* **BRIEF 1**:
Please extract the stretch from "Daigigakoi Shell Midden" through "Site since 1968." in the article on the Daigigakoi Shell Midden, copying it word for word.
* **BRIEF 2**:
Answer these questions using the article on the Daigigakoi Shell Midden:
(a) In which prefecture is the site located?
(b) Since what year has the site been protected as a National Historic Site?
(c) How much higher than at present were sea levels during the early to middle Jōmon period?
* **BRIEF 3**:
Write a continuation of the article on the Daigigakoi Shell Midden, starting after its final sentence.

* **SELECTED EXTRACT**:

/---

Archaeological type site

Daigigakoi Shell Midden (大木囲貝塚, Daigigakoi Kaizuka) is an archaeological site consisting of a Jōmon period Shell midden and the remains of an adjacent settlement located in what is now the town of Shichigahama, Miyagi Prefecture in the Tōhoku region of northern Japan. Due to the quantity, quality and variety of artifacts discovered, it has become a type site for the dating of Jōmon period remains in the southern Tōhoku region. It has been protected by the central government as a National Historic Site since 1968.

==Overview==
During the early to middle Jōmon period (approximately 4000 to 2500 BC), sea levels were five to six meters higher than at present, and the ambient temperature was also 2 deg C higher. During this period, the Tōhoku region was inhabited by the Jōmon people, many of whom lived in coastal settlements. The middens associated with such settlements contain bone, botanical material, mollusc shells, sherds, lithics, and other artifacts and ecofacts associated with the now-vanished inhabitants, and these features, provide a useful source into the diets and habits of Jōmon society.

\---

* **RECORDS**:
/---

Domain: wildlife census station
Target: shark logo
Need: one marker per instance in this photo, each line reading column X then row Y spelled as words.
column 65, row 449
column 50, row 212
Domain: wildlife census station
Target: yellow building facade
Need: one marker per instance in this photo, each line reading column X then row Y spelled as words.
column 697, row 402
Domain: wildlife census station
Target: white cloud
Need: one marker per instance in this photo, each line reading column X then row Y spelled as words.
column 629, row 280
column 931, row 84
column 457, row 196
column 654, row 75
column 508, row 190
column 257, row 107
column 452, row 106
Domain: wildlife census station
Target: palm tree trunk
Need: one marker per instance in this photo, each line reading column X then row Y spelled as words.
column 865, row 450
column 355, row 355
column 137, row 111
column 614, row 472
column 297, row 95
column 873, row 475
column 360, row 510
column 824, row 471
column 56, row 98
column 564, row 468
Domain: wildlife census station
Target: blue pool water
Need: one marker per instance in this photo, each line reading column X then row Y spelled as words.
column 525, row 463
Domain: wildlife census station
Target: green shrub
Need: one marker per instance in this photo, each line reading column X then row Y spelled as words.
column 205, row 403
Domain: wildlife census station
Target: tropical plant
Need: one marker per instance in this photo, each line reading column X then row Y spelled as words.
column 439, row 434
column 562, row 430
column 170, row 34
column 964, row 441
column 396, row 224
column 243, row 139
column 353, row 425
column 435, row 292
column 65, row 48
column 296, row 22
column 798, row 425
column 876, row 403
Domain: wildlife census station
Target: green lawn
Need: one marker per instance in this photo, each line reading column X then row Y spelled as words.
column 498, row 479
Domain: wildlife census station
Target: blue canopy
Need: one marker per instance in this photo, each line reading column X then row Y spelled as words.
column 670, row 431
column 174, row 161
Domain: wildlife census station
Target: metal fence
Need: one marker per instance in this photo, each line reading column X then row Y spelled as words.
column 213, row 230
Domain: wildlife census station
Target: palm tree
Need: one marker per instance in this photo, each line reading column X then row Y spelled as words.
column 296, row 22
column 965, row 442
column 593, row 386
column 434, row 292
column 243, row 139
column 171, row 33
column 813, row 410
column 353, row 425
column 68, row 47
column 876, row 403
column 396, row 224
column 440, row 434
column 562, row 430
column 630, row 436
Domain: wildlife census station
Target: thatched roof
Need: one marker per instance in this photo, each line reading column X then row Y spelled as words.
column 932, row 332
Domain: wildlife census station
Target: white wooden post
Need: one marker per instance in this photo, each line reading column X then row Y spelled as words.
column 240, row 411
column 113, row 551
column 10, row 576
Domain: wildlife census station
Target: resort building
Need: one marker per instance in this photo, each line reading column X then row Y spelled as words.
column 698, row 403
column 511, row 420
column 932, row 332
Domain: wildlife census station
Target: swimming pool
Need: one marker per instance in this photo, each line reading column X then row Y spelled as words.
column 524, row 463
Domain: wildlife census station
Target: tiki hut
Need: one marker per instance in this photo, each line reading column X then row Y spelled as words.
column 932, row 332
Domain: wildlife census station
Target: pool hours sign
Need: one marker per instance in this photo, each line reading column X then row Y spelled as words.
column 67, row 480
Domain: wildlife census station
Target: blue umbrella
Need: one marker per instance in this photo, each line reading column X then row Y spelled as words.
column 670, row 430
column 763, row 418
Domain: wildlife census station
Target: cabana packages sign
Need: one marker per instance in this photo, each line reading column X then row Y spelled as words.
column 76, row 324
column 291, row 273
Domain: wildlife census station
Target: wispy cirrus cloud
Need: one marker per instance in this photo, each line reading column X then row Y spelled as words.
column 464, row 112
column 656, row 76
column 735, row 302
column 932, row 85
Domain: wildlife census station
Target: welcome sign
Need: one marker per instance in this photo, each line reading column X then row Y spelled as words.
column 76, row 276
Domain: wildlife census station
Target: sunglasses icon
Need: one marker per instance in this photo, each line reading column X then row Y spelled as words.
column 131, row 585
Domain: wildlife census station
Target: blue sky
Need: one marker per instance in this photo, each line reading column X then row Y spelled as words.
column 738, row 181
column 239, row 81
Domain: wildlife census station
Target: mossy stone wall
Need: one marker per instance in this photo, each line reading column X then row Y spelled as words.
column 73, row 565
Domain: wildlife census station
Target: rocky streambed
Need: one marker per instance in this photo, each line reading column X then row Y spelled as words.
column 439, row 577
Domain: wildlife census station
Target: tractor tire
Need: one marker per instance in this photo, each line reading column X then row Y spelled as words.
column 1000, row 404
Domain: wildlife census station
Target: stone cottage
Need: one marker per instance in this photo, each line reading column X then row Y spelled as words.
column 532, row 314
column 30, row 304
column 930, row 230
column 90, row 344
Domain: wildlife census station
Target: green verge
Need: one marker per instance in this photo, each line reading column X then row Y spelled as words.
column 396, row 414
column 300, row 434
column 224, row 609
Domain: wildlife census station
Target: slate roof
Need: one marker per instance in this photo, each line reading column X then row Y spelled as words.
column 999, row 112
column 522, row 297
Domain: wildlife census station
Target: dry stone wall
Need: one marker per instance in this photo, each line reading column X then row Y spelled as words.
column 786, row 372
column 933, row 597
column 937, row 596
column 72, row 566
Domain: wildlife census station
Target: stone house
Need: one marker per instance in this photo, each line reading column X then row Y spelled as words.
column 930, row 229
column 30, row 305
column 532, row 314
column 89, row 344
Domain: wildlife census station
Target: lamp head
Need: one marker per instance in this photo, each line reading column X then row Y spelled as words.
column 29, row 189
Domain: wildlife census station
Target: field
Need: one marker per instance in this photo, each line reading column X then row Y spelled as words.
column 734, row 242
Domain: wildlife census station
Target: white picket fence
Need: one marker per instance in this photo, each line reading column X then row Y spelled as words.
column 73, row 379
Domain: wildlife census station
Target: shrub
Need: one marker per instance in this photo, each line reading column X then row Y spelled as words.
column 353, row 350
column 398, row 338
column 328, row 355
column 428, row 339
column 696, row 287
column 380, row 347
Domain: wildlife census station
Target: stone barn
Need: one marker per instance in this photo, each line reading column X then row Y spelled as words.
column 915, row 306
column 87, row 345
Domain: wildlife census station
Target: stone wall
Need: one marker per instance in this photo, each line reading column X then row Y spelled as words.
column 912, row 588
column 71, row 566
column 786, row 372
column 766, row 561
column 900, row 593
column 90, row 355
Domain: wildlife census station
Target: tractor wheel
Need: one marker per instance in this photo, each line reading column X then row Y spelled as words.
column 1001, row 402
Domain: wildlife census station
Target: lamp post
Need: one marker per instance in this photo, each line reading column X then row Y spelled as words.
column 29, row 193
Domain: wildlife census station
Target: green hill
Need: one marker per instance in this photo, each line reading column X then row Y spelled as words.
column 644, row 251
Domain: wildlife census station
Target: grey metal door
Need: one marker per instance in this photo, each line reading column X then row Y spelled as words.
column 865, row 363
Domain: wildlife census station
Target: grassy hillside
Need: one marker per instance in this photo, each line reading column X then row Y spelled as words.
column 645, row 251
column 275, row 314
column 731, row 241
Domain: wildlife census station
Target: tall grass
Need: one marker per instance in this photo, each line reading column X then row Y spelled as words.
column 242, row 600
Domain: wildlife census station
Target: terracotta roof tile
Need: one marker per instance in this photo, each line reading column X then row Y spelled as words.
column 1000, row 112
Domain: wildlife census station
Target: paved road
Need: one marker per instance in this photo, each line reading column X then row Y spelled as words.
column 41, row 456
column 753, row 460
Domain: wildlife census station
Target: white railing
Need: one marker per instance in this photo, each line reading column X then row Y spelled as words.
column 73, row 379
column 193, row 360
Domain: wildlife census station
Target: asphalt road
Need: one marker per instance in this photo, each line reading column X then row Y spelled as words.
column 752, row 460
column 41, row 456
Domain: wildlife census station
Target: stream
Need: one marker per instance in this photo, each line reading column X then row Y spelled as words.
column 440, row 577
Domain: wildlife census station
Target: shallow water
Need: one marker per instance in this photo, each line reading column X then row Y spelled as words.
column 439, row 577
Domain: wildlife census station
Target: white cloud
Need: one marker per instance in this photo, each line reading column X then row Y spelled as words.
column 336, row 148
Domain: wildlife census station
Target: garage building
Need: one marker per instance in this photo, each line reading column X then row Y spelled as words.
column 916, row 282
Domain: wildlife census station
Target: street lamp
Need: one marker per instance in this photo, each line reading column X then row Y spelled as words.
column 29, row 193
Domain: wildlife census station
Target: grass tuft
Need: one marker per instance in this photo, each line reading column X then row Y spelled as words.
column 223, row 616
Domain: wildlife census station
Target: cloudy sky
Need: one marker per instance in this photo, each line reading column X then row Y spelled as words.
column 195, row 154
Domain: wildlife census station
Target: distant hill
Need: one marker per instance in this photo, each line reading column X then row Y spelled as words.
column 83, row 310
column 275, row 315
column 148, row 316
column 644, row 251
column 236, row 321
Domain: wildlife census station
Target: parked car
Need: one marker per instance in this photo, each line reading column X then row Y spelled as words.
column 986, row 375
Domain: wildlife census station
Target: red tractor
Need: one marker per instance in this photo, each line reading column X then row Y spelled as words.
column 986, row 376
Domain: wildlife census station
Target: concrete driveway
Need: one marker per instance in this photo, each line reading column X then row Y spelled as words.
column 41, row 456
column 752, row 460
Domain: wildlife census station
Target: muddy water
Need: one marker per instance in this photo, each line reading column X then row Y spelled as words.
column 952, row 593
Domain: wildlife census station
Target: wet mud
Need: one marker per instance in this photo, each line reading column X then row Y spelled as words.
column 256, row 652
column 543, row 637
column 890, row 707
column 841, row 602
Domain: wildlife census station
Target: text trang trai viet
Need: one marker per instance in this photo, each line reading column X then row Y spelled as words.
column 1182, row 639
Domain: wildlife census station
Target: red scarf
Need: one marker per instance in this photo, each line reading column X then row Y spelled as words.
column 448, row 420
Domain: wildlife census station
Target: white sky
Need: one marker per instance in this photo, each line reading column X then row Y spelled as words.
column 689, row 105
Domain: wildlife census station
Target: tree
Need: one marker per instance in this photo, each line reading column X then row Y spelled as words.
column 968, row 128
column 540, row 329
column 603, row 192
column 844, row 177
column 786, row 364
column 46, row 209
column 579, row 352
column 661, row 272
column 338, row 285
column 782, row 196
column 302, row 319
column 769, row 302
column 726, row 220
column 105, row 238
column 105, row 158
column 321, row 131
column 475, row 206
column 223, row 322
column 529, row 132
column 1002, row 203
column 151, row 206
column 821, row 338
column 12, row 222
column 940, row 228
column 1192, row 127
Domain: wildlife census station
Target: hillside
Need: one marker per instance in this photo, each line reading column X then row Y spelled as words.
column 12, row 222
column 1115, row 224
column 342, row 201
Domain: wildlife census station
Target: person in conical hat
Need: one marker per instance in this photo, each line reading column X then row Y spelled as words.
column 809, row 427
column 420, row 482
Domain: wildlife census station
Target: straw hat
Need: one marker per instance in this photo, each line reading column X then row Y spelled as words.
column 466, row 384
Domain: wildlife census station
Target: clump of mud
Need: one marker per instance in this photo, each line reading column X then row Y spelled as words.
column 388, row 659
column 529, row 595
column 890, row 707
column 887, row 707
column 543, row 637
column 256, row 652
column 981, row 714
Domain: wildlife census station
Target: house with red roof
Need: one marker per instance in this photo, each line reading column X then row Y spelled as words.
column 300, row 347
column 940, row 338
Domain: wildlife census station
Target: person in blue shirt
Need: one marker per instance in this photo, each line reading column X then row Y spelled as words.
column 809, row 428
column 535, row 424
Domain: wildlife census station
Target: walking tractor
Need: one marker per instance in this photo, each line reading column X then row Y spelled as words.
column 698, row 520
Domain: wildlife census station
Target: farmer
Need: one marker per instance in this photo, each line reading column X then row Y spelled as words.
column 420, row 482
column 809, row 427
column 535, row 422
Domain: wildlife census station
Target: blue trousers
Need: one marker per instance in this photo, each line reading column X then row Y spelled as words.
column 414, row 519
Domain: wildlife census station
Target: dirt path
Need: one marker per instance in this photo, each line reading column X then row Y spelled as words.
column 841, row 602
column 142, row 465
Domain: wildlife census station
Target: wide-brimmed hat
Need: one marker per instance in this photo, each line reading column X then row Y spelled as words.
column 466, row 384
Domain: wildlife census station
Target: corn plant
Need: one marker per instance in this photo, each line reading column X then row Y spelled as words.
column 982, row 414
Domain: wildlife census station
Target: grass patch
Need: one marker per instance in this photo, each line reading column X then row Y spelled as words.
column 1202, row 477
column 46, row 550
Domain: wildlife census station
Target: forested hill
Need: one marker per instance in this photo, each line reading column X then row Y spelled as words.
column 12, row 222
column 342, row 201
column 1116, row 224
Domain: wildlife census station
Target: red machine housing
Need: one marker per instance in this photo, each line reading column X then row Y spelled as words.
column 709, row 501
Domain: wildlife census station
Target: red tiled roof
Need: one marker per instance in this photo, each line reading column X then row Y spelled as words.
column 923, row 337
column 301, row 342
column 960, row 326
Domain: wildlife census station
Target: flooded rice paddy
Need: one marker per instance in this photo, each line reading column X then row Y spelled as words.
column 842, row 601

\---

* **EXERCISE RESPONSE 1**:
Daigigakoi Shell Midden (大木囲貝塚, Daigigakoi Kaizuka) is an archaeological site consisting of a Jōmon period Shell midden and the remains of an adjacent settlement located in what is now the town of Shichigahama, Miyagi Prefecture in the Tōhoku region of northern Japan. Due to the quantity, quality and variety of artifacts discovered, it has become a type site for the dating of Jōmon period remains in the southern Tōhoku region. It has been protected by the central government as a National Historic Site since 1968.

* **EXERCISE RESPONSE 2**:
(a) Miyagi Prefecture
(b) 1968
(c) Five to six meters

* **EXERCISE RESPONSE 3**:
Most of these middens are found along the Pacific coast of Japan, and the rocky ria coast of Miyagi Prefecture was densely settled from the early through late Jōmon period. The Daigigakoi Shell Midden is located on the south shore of Matsushima Bay, at an elevation of approximately thirty-five meters from the present-day coastline. The midden is very large, extending for 270 meters east–west and 280 meters north–south, in a roughly horseshoe shape, indicating continuous usage over thousands of years. It is over two meters thick in places. In the central clearing, the remains of at least eight pit dwellings have been found.

A preliminary survey was conducted intermittently from 1917 to 1918, 1925 and 1927–1929. More comprehensive excavations were conducted in 1949, 1963 and 1965 by Tohoku University; and again from 1972 to 1981. Many of the artifacts found are housed in a local museum at the site. It is located about 10 minutes by car from Geba Station on the JR East Senseki Line.